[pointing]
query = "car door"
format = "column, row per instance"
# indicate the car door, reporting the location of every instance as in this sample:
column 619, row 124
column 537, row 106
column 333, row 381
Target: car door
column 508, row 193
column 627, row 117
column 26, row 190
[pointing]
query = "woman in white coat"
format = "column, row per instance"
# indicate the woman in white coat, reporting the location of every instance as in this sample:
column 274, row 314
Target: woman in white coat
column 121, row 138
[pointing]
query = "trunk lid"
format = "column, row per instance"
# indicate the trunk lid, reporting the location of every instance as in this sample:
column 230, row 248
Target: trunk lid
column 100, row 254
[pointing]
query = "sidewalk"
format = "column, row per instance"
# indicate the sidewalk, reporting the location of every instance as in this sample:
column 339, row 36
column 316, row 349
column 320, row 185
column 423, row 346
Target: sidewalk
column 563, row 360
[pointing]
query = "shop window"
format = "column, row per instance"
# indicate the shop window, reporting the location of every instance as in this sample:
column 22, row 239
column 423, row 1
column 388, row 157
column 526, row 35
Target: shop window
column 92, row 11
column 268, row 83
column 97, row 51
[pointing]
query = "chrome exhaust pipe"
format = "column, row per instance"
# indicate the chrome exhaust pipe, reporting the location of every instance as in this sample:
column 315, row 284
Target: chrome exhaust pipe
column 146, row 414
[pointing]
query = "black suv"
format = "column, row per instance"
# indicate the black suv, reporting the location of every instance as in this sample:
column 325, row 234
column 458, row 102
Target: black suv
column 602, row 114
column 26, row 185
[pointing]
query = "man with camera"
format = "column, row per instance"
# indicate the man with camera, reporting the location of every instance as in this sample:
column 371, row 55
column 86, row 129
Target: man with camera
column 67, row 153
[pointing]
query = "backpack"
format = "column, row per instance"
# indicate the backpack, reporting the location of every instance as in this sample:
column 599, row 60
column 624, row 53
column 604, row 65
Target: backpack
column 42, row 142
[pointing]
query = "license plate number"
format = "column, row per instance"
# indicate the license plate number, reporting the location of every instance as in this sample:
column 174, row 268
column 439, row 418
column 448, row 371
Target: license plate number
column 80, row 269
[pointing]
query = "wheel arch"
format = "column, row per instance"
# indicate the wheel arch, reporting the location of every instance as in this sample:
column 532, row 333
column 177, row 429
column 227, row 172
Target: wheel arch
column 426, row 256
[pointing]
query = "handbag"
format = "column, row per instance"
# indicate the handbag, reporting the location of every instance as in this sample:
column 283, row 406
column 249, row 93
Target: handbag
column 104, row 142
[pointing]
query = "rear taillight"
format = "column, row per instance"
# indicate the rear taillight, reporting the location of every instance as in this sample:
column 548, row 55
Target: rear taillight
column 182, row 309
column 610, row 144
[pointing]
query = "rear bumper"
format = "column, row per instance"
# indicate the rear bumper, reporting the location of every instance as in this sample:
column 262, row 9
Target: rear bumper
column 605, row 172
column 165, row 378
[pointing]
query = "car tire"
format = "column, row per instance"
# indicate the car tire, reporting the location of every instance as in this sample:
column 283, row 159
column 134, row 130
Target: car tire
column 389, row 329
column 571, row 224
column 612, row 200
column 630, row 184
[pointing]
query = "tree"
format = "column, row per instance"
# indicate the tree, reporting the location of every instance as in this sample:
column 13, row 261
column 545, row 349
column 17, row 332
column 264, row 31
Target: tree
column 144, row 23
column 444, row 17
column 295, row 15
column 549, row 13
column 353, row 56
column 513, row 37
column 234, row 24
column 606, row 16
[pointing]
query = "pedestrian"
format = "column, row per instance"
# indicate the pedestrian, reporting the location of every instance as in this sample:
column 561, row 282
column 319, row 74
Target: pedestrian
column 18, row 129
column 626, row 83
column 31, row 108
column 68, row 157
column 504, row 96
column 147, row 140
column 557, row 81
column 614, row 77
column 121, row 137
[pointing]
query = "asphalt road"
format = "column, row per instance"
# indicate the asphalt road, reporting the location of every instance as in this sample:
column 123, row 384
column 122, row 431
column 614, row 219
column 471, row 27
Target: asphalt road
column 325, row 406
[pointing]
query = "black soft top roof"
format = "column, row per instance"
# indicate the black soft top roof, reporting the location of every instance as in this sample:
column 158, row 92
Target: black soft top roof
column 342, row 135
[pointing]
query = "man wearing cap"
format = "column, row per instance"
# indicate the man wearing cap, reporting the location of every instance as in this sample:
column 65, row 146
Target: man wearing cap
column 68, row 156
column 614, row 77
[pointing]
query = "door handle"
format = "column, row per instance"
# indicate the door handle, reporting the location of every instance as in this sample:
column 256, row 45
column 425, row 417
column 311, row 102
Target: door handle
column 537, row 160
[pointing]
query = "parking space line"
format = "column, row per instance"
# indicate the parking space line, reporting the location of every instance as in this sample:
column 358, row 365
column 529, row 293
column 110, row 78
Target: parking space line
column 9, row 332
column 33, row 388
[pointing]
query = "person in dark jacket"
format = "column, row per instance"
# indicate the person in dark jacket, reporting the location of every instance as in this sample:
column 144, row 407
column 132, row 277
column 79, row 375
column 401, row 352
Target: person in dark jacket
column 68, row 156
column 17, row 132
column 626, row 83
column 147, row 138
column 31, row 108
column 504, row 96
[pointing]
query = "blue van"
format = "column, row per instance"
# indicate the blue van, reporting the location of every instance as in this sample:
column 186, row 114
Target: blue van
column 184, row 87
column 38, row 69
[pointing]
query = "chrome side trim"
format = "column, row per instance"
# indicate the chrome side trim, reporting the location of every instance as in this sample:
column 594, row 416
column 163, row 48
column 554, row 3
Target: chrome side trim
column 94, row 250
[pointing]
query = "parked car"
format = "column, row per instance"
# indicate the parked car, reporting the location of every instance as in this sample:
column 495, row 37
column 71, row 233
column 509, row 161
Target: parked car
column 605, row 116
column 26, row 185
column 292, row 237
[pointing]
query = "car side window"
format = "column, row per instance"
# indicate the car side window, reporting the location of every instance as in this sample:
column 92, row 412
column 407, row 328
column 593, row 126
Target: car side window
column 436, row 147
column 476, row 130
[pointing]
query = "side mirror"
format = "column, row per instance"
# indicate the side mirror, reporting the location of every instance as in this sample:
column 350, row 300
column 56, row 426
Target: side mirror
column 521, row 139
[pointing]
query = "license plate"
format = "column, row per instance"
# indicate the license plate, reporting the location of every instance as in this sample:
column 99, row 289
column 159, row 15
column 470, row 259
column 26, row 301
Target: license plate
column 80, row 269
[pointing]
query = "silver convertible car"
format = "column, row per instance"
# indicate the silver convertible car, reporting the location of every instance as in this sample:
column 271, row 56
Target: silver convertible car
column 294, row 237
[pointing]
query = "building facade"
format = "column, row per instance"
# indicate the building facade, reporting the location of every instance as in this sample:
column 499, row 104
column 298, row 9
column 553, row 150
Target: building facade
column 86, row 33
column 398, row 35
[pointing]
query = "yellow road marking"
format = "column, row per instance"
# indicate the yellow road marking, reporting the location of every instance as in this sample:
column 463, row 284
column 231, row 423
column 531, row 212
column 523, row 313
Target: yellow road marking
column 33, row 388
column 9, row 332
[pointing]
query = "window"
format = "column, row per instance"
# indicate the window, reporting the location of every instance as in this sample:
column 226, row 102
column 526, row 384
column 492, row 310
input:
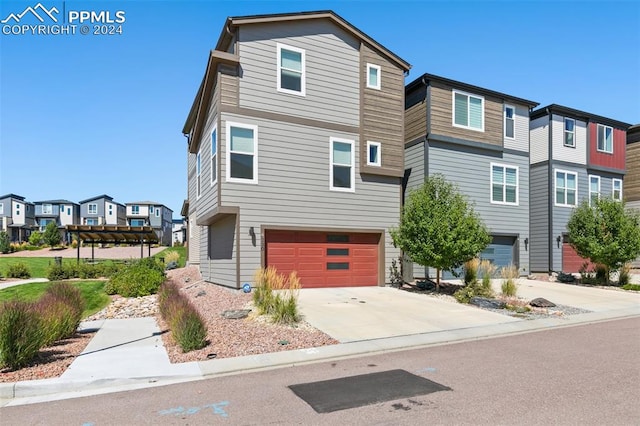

#####

TASK:
Output the material above verbatim but exclude each picture.

YOUR RESPONSE:
[pointing]
query = "car door"
format = "column, row per instance"
# indicate the car door, reporting the location of every instance as in this sample:
column 619, row 124
column 537, row 106
column 333, row 381
Target: car door
column 508, row 193
column 627, row 117
column 26, row 190
[pointing]
query = "woman in white coat"
format = "column, row per instance"
# indicate the woman in white coat, reporting the location of every instance as in this sample:
column 274, row 314
Target: woman in white coat
column 121, row 138
[pointing]
query = "trunk lid"
format = "column, row per instance"
# indicate the trunk lid, reporting the location of every instance as in this sample:
column 230, row 248
Target: trunk lid
column 100, row 254
[pointing]
query = "sidewalk"
format = "column, row per instance"
# indicate the sidewalk, reporting the location of every instance as in this sample:
column 339, row 36
column 316, row 349
column 320, row 185
column 423, row 346
Target: sidewalk
column 563, row 360
[pointing]
query = "shop window"
format = "column, row per instance"
# indicate the shop window, reporting the location of every instance as in this sample:
column 22, row 239
column 423, row 1
column 388, row 157
column 526, row 35
Target: shop window
column 92, row 11
column 268, row 83
column 97, row 51
[pointing]
query = "chrome exhaust pipe"
format = "column, row per instance"
# indicate the chrome exhaust pipe, reporting the location of every instance as in this sample:
column 315, row 284
Target: chrome exhaust pipe
column 146, row 414
[pointing]
query = "black suv"
format = "column, row per instance"
# indicate the black suv, reporting the location of every instance as in this sample:
column 325, row 234
column 458, row 102
Target: black suv
column 602, row 114
column 26, row 185
[pointing]
query = "man with camera"
format = "column, row per instance"
# indicate the man with camera, reporting the location of every instance as in this sample:
column 371, row 55
column 86, row 129
Target: man with camera
column 67, row 153
[pointing]
query = "backpack"
format = "column, row per instance"
# indicate the backpack, reporting the location of every instance as in this sample:
column 599, row 60
column 624, row 53
column 604, row 65
Target: backpack
column 42, row 142
[pointing]
query = "license plate number"
format = "column, row per instance"
# indicate the license plate number, reporting the location of every instance as in this sample:
column 174, row 268
column 439, row 418
column 448, row 371
Target: license plate number
column 80, row 269
[pointing]
query = "wheel arch"
format = "column, row per instance"
# indicate the wheel arch, reporting the location of every instance as in this sample:
column 532, row 333
column 177, row 429
column 227, row 172
Target: wheel arch
column 426, row 256
[pointing]
query = "handbag"
format = "column, row per instance"
# indicate the handbag, reporting the location of every instance as in this sample:
column 283, row 406
column 249, row 93
Target: handbag
column 104, row 142
[pointing]
query = "rear taillight"
format = "column, row per instance"
# indicate the rear taillight, reporting the location of every instance as in this sample:
column 548, row 55
Target: rear taillight
column 182, row 309
column 610, row 144
[pointing]
query = "rear bumper"
format = "column, row per instance"
# indicate the rear bumper, reporting the location of every instance as in this sample:
column 262, row 9
Target: rear bumper
column 605, row 172
column 165, row 378
[pointing]
query = "car tire"
format = "column, row per instance"
# indicate the car tire, reporting the location of every instance as in this sample:
column 283, row 159
column 134, row 130
Target: car tire
column 389, row 329
column 571, row 224
column 612, row 200
column 630, row 184
[pointing]
query = "tree"
format = "column, row per instance"
# indicate the tree, reporting the location of every instance as in this sample:
column 13, row 261
column 545, row 349
column 17, row 332
column 264, row 31
Target: tree
column 144, row 23
column 444, row 17
column 295, row 15
column 549, row 13
column 353, row 56
column 513, row 37
column 234, row 24
column 606, row 16
[pointing]
query = "pedestrian"
format = "column, row per instance"
# indicate the pedestrian, reporting the location of every instance as in this sample:
column 561, row 282
column 319, row 74
Target: pedestrian
column 18, row 129
column 626, row 83
column 31, row 108
column 68, row 157
column 504, row 96
column 147, row 140
column 557, row 81
column 614, row 77
column 121, row 137
[pointing]
query = "asphalt road"
format = "column, row per instance"
# indicate the asphalt road, reporting the location of every instance as in this sample:
column 123, row 384
column 122, row 431
column 614, row 219
column 471, row 27
Target: asphalt road
column 325, row 406
[pointing]
query = "black soft top roof"
format = "column, row per instance"
# indicate the black soft top roof, reporting the location of every instance as in this sample:
column 158, row 92
Target: black soft top roof
column 342, row 135
[pointing]
query = "man wearing cap"
format = "column, row per instance"
# indicate the man wearing cap, reporting the location of every instance as in this sample:
column 65, row 146
Target: man wearing cap
column 68, row 156
column 614, row 77
[pointing]
query = "door handle"
format = "column, row per instance"
# indicate the door handle, reporting the location of every instance as in this sample:
column 256, row 45
column 425, row 417
column 311, row 102
Target: door handle
column 537, row 160
[pointing]
query = "parking space line"
format = "column, row per instance"
# indicate the parking space line, reporting the location of every instance as in this sample:
column 358, row 365
column 529, row 293
column 110, row 78
Target: parking space line
column 9, row 332
column 33, row 388
[pointing]
query = "person in dark jacket"
format = "column, row per instance"
# indicate the person in dark jacket, reporting the location of every instance as in this sample:
column 144, row 407
column 132, row 277
column 79, row 375
column 401, row 352
Target: person in dark jacket
column 68, row 156
column 17, row 132
column 626, row 83
column 147, row 138
column 31, row 108
column 504, row 96
[pointing]
query = "blue van"
format = "column, row per instance"
# indicate the blue van, reporting the location of every instance as in this sample:
column 186, row 114
Target: blue van
column 184, row 87
column 38, row 69
[pointing]
query = "chrome side trim"
format = "column, row per instance"
# indicate the chrome side trim, reporting the location of every instance as in this sample:
column 594, row 416
column 163, row 48
column 554, row 3
Target: chrome side trim
column 94, row 250
[pointing]
query = "parked car"
format = "column, row per instance"
# indicate the parked car, reporting the location of every instance as in this sample:
column 495, row 37
column 71, row 233
column 509, row 161
Target: parked car
column 605, row 116
column 26, row 185
column 292, row 237
[pointing]
query = "car side window"
format = "column, row per instance"
# indicate the car side window, reporting the location of every instance as in this sample:
column 92, row 412
column 407, row 328
column 593, row 126
Target: car side window
column 436, row 147
column 476, row 130
[pointing]
query = "side mirror"
format = "column, row per instance"
# indicate the side mirror, reporting the location of every instance as in this sample:
column 350, row 300
column 56, row 426
Target: side mirror
column 521, row 139
[pointing]
query = "license plate"
format = "column, row per instance"
# indicate the license plate, reporting the location of every instance as in this sample:
column 99, row 289
column 159, row 15
column 470, row 259
column 26, row 301
Target: license plate
column 80, row 269
[pointing]
query = "silver convertible car"
format = "column, row per instance"
# indicate the silver convertible car, reporting the location of every instance as in this sample:
column 271, row 56
Target: silver convertible car
column 294, row 237
[pointing]
query = "building facade"
format = "column, row per instance"
# indicate the building facade, reporting the location of every instance as in this sample:
column 499, row 104
column 298, row 9
column 553, row 150
Target: building facade
column 86, row 33
column 398, row 35
[pointing]
query = "yellow road marking"
format = "column, row per instance"
# indicate the yellow road marking, reporting the location of every instance as in this sample:
column 463, row 284
column 231, row 423
column 531, row 212
column 523, row 313
Target: yellow road marking
column 33, row 388
column 9, row 332
[pointing]
query = "window"
format = "column, row per instance"
# indicate the window, reporting the location of every instance as in this sample:
column 226, row 102
column 526, row 384
column 492, row 310
input:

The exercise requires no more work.